To do: Would you print the records as they stand, down to the last character?

Excerpted records:
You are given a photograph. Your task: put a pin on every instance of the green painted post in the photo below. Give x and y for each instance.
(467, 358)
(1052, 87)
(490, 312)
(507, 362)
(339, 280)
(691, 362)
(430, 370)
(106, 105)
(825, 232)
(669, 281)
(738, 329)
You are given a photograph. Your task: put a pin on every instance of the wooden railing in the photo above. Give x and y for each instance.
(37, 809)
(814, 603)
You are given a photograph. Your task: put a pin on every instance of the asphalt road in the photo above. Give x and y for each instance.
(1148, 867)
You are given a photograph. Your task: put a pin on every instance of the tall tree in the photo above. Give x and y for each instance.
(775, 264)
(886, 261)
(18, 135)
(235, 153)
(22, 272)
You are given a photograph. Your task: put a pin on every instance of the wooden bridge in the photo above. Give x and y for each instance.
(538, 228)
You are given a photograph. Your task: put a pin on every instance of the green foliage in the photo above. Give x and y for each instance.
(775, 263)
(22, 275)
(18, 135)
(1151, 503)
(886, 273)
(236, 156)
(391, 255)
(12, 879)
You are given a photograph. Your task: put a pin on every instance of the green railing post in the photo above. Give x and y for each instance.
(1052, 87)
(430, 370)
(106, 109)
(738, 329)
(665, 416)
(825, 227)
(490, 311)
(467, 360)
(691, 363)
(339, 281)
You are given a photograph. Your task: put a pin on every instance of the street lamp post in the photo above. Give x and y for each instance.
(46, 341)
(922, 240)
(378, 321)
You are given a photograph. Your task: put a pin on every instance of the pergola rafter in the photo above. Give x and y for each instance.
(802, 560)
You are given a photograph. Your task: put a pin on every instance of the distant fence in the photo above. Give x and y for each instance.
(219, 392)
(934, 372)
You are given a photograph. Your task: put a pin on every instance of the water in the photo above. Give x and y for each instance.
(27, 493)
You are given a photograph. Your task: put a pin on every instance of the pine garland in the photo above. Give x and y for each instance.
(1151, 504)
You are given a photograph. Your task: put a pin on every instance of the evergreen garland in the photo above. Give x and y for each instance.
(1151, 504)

Exercise result:
You are given a photograph. Your task: put a pin on every instance of the green painted post in the photo below. Give x and y for each instance.
(467, 358)
(1052, 87)
(490, 312)
(507, 362)
(339, 280)
(691, 362)
(430, 370)
(106, 105)
(825, 232)
(669, 281)
(738, 329)
You are given a photograph. Your task: put a pin on every instance of the wooden railing in the photo above. Give x and y for each instance.
(37, 809)
(814, 603)
You are given a photograph. Your task: put a pin on every instance of the asphalt road in the photo above. Give x and y for each instance.
(1148, 867)
You are given a photograph. Your task: put a pin on every instance of the tall tree in the photo above. Give x and y for each instance.
(775, 264)
(886, 261)
(18, 135)
(235, 153)
(22, 272)
You are given a photograph. Your task: put a pin on every instance of the wooden bridge in the photo above. Give x and y for each instance.
(538, 228)
You are given a photograph. Your task: put a pin on every instance of the green foliage in the photo above. Give x and y for each instance.
(775, 263)
(22, 275)
(18, 135)
(1151, 503)
(886, 273)
(236, 156)
(391, 255)
(12, 879)
You are given a photograph. Your task: put a pin on every instance of the green railing post in the photo above. Give x and y for each instance.
(1052, 87)
(430, 370)
(106, 109)
(738, 329)
(665, 416)
(825, 227)
(490, 311)
(467, 360)
(691, 363)
(339, 281)
You are given a photograph. Your task: put a pin on every instance of the street lamp post in the photo above. Give x and y for each instance.
(46, 341)
(922, 240)
(378, 321)
You are given a photograph. Your task: put a pin on every instance of the pergola rafter in the photo above. Give x and y for each instance.
(802, 560)
You are given a photograph. Your task: put a pin on every instance of the distant fence in the photo above. Give x and y for each instance.
(219, 392)
(934, 372)
You are given a photograph. Your task: put a pin on every instance of the water in the photo above. Give x and y for each instance.
(27, 493)
You are given a photograph. Your task: put a pin on every instance of the pine garland in the photo above. Give x and y for each instance.
(1151, 504)
You are given a photograph. Your task: put a pin on every instance of the evergreen garland in the photo above. Give x and y for each instance.
(1151, 504)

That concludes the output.